__DOCUMENT EXCERPT__:
- - - - - - -
#!/usr/bin/env python3
import struct
a = [1.3, 2.1, -0.5] # initialize data
L = 2095 # total length
i = 0
while len(a)<L:
if abs(a[i]) > 2.0 or abs(a[i+1]) > 2.0:
a.append(a[i]/2)
i += 1
else:
a.append(a[i] * a[i+1] + 1.0)
a.append(a[i] - a[i+1])
a.append(a[i+1] - a[i])
i += 2
f = open("out_reproduced.bin","wb") # save in binary
f.write(struct.pack('d'*L,*a)) # use IEEE 754 double format
f.close()
Then one can check that the produced file is identical:
edit: How I found the solution: I found some of the other comments helpful, especially from gjm (although I did not read all). In particular, interpreting the data as a sequence of 64-bit floating point numbers saved me a lot of time. Also gjm’s mention of the pattern a, -a, b, c, -c, d was an inspiration.
If you look at the first couple of numbers, you can see that they are sometimes half of an earlier number. Playing around further with the numbers I eventually found the patterns a[i] * a[i+1] + 1.0 and a[i] - a[i+1].
It remained to figure out when the a[i]/2 rule applies and when the a[i] * a[i+1] + 1.0 rule applies. Here it was a hint that the numbers do not grow too large in size. After trying out several rules that form bounds on a[i] and a[i+1], I eventually found the right one.
I was delighted to see someone else put forth an challenge, and impressed with the amount of people who took it up.
I’m disappointed though that the file used a trivial encoding. When I first saw the comments suggesting it was just all doubles, I was really hoping that it wouldn’t turn out to be that.
- - - - - - -
__DATA EXTRACT__:
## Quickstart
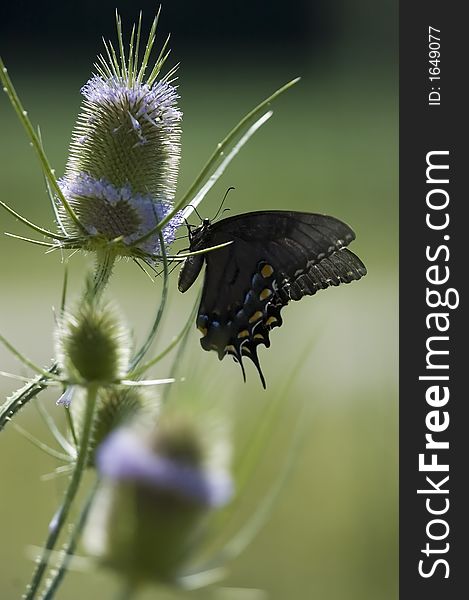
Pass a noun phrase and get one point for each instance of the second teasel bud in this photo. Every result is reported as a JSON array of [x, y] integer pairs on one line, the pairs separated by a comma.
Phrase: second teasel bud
[[92, 345]]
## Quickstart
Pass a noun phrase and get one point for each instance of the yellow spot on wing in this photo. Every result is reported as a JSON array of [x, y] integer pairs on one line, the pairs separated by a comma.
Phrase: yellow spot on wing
[[256, 316]]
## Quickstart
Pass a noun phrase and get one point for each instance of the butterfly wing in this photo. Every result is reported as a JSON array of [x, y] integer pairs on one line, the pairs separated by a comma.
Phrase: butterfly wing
[[275, 257]]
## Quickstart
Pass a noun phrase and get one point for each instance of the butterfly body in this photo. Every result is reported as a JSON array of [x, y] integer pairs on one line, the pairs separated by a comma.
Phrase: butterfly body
[[272, 257]]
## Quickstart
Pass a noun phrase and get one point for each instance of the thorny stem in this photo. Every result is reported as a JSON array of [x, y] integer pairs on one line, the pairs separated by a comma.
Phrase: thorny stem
[[60, 518], [104, 264], [53, 584], [105, 260]]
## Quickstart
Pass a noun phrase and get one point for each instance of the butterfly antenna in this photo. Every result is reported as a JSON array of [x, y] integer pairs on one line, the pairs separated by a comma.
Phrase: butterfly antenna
[[222, 202], [196, 212]]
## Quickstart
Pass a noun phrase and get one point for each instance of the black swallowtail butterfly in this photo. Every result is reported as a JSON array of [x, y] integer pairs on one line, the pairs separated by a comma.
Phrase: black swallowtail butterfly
[[274, 257]]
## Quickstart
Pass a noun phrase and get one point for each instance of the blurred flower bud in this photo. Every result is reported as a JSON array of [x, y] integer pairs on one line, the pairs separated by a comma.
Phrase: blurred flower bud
[[149, 513], [120, 177], [92, 345], [116, 407]]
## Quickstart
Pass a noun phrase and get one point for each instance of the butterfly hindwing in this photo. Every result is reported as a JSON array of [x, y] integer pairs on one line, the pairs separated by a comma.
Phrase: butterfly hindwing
[[274, 257]]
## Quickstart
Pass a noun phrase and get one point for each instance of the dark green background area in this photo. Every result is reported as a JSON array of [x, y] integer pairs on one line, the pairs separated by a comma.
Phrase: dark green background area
[[330, 147]]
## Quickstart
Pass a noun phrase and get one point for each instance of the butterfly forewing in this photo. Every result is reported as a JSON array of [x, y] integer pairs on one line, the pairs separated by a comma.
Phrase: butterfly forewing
[[274, 257]]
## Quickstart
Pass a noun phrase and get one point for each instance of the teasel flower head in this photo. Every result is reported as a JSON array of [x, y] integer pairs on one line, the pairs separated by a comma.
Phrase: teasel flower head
[[157, 488], [120, 177]]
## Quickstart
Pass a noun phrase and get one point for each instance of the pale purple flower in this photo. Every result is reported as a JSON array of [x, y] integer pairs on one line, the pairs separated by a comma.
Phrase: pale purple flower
[[125, 456]]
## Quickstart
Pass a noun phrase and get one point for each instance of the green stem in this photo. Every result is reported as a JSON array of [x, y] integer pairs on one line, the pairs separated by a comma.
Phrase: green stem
[[20, 398], [36, 143], [164, 296], [105, 260], [61, 516], [53, 583]]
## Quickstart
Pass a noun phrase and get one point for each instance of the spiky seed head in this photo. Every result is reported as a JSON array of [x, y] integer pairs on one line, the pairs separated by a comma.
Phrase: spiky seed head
[[121, 174]]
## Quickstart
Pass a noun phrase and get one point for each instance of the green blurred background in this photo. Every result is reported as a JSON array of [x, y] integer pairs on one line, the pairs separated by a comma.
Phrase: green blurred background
[[331, 147]]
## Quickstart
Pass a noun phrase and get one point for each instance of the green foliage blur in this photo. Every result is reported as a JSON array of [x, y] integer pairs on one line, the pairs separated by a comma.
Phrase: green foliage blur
[[331, 147]]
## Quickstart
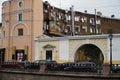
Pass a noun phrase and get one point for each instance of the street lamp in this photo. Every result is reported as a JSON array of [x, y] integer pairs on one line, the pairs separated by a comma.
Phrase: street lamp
[[110, 37]]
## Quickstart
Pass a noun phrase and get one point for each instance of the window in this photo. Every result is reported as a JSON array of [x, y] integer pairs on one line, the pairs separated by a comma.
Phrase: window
[[20, 16], [20, 32], [20, 4], [84, 29], [49, 55]]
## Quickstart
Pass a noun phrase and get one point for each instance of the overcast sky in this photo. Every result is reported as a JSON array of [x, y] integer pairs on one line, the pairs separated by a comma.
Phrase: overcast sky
[[107, 7]]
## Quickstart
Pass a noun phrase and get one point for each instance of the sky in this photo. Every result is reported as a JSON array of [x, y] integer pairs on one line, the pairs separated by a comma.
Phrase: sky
[[106, 7]]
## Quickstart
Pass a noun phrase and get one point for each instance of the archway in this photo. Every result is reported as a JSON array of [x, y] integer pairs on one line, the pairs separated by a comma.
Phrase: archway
[[89, 52]]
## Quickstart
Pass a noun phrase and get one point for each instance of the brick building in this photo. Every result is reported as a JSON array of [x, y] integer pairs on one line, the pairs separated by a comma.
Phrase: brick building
[[24, 20], [58, 21]]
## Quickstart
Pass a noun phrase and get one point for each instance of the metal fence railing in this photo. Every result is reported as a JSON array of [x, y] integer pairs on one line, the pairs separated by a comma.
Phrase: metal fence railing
[[67, 67]]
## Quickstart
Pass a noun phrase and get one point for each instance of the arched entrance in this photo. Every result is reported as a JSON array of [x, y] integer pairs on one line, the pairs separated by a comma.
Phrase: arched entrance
[[89, 52]]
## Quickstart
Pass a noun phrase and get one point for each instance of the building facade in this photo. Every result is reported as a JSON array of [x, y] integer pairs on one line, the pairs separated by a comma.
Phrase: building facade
[[78, 48], [22, 21], [69, 22], [25, 20]]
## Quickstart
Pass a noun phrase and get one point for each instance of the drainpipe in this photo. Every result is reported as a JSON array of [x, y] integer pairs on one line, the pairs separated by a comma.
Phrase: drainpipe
[[72, 21]]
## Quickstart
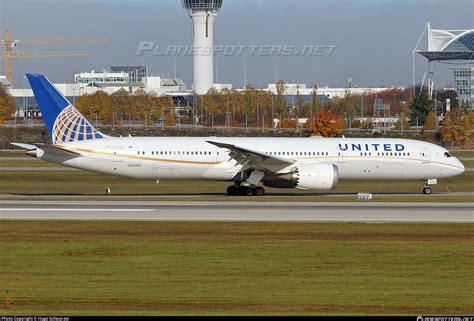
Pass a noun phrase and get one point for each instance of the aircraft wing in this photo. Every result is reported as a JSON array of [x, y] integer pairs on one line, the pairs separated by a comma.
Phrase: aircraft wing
[[52, 148], [256, 159]]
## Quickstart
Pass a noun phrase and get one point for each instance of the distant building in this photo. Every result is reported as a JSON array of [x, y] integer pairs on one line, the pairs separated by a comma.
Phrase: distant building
[[464, 83], [130, 79]]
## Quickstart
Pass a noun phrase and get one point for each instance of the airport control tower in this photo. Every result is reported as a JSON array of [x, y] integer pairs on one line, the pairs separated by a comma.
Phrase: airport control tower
[[202, 13]]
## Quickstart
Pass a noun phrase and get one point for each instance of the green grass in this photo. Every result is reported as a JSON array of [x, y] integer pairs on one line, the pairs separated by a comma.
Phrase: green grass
[[84, 183], [88, 268]]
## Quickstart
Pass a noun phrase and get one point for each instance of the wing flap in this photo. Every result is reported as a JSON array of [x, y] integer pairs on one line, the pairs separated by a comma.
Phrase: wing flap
[[242, 155]]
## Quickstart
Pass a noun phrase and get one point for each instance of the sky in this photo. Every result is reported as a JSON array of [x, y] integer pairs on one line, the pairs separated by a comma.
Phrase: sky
[[372, 40]]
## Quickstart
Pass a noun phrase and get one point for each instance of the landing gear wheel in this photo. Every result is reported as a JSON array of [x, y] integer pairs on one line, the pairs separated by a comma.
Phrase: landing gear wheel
[[233, 190], [259, 191]]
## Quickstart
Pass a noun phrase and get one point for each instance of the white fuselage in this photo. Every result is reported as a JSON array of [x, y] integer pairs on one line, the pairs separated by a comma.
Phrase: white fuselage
[[157, 158]]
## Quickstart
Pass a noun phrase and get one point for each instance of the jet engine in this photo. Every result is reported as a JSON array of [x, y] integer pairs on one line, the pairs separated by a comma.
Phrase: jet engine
[[313, 176]]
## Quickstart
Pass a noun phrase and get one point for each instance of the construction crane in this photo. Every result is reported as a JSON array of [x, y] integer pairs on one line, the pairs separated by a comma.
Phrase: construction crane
[[9, 54]]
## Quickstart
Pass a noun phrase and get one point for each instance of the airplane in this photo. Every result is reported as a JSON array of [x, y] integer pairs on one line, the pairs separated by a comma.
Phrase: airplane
[[302, 163]]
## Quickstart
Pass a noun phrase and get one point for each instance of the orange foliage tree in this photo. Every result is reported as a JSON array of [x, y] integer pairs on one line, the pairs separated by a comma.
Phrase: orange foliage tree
[[326, 124], [288, 123]]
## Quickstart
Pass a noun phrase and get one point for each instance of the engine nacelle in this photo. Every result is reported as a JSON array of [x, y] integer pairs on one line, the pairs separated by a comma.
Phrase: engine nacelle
[[314, 176]]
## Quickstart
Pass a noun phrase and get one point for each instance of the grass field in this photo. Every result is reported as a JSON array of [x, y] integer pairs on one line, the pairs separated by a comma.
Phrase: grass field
[[84, 183], [84, 268]]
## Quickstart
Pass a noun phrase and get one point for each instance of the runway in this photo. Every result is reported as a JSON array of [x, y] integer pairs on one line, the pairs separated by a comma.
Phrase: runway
[[238, 211]]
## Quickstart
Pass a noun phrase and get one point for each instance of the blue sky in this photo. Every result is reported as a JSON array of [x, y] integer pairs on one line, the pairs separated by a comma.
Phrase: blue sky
[[374, 38]]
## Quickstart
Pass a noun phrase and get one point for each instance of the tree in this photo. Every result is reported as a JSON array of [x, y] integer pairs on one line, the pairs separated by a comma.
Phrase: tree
[[280, 100], [315, 103], [288, 123], [455, 127], [326, 124], [420, 107], [7, 104]]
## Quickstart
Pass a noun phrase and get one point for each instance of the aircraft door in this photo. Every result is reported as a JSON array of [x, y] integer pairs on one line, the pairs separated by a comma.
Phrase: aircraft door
[[426, 155]]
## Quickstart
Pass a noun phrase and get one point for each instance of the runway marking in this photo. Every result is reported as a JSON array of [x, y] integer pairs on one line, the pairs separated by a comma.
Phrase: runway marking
[[74, 210]]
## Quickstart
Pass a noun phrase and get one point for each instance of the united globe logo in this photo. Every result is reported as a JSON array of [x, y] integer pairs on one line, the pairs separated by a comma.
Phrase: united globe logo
[[71, 126]]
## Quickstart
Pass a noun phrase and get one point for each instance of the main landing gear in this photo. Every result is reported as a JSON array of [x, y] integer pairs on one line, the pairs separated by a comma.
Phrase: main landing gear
[[427, 189], [236, 190]]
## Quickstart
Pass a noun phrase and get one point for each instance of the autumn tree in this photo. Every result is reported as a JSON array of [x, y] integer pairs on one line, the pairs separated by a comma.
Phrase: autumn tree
[[455, 127], [7, 104], [326, 124], [288, 123], [280, 101]]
- - - - - - -
__CHALLENGE__: Please copy, word for word, the part of the forum thread on decoding the binary file starting with "It remained to" and going on through "the right one.".

__COMPLETED TASK__:
It remained to figure out when the a[i]/2 rule applies and when the a[i] * a[i+1] + 1.0 rule applies. Here it was a hint that the numbers do not grow too large in size. After trying out several rules that form bounds on a[i] and a[i+1], I eventually found the right one.